→ Point labeling examples
_ _ _
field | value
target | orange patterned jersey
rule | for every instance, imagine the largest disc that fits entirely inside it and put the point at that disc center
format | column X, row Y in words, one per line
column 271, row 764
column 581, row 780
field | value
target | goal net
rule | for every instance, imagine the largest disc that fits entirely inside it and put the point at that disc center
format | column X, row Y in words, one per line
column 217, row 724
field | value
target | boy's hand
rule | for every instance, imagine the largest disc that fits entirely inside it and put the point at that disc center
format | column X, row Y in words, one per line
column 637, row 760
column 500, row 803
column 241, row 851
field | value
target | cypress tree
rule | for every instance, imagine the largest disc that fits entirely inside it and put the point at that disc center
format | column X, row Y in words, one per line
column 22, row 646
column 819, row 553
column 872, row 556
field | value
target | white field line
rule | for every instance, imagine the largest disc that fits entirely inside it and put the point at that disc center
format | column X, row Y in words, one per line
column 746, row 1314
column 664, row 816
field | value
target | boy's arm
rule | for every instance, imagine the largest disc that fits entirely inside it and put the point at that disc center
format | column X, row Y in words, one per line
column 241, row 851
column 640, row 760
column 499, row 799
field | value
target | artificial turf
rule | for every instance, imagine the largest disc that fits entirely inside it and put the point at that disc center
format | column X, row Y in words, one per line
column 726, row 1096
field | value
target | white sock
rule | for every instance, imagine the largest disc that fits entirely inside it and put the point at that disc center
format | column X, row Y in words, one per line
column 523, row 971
_ _ _
→ DO THIS
How many of the lines above contain the word "white"? Case counts. Reply with the number only.

→ THE OUTPUT
2